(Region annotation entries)
»»

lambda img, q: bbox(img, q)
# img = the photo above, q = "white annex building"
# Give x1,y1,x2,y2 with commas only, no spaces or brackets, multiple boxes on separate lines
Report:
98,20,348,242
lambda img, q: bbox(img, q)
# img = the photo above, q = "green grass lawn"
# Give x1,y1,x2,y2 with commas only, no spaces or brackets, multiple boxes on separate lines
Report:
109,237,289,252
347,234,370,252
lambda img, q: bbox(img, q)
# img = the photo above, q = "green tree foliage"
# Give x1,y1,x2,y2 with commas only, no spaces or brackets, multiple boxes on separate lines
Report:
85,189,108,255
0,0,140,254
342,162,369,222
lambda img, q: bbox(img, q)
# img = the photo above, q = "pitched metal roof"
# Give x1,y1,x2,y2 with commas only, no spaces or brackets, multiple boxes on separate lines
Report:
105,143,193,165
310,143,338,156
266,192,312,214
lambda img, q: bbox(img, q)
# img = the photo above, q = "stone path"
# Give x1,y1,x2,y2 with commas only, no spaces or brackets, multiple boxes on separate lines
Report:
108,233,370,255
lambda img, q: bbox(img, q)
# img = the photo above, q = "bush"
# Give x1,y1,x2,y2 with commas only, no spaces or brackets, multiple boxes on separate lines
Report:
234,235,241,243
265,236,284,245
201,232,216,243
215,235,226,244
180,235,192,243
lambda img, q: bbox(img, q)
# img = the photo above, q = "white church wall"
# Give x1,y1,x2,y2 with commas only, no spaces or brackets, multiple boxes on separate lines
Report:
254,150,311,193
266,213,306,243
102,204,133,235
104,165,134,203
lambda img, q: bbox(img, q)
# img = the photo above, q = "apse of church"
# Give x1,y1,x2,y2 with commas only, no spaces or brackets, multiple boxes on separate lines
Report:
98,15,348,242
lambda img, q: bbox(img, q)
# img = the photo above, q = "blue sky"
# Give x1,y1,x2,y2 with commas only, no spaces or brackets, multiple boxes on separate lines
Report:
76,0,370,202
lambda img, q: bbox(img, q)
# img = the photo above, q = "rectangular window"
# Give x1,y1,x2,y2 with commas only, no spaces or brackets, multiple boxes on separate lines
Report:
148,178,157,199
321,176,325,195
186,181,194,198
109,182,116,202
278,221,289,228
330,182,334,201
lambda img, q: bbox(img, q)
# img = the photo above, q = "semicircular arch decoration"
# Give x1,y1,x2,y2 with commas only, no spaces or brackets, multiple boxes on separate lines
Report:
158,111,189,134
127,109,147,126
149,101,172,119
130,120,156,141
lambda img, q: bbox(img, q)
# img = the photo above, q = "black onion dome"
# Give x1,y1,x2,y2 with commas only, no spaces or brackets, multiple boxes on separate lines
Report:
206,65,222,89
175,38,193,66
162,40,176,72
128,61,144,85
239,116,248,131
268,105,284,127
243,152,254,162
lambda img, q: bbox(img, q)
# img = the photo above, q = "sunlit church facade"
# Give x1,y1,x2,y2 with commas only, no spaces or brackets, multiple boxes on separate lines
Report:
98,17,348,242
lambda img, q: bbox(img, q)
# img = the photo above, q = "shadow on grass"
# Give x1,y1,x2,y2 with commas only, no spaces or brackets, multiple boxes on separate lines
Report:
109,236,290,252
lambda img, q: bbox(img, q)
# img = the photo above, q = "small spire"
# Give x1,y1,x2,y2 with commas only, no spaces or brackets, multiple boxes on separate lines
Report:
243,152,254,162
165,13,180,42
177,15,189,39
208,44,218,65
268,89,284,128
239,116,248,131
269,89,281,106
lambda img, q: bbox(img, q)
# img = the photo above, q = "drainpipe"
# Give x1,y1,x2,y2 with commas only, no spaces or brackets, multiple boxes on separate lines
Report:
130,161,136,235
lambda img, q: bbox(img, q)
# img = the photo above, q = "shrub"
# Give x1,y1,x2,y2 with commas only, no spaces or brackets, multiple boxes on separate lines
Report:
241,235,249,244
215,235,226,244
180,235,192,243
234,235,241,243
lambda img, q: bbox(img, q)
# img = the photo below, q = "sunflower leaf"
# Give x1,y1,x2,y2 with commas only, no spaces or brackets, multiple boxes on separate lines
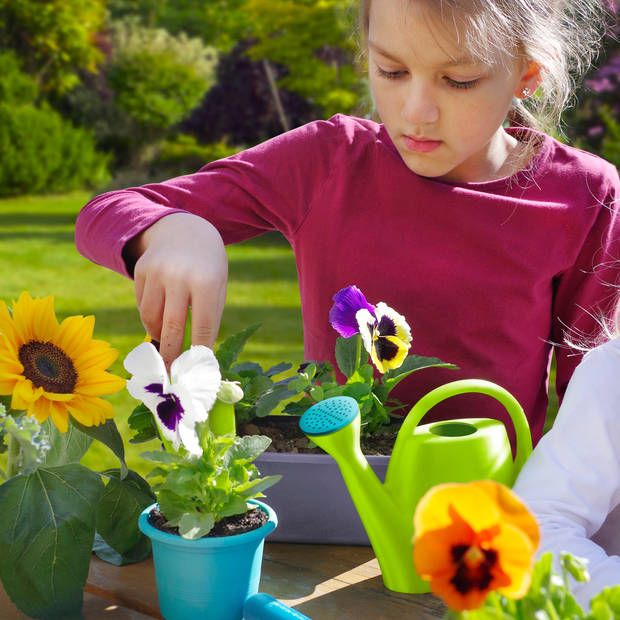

««

> _What this task involves_
Copy the items from the start through the line containing "347,234,370,252", that line included, keeping every line. In the answers, scale each bounding-box coordinate by 2.05 and round it to a whole number, rounding halves up.

> _Response_
lambda img, q: bbox(img, q)
# img = the photo above, q = "white annex building"
# Give x1,y1,x2,y2 with commas only, no spaces or brackets, multiple boxes on separate lines
Report:
201,41,713,496
lambda img, q: bbox(img, q)
# img = the photo above, q = "green grass lawn"
# Give x1,y1,x2,y2 with commas only, no spaces or brackets, multiple boxes on separate lines
Report:
223,486,592,517
711,480,759,517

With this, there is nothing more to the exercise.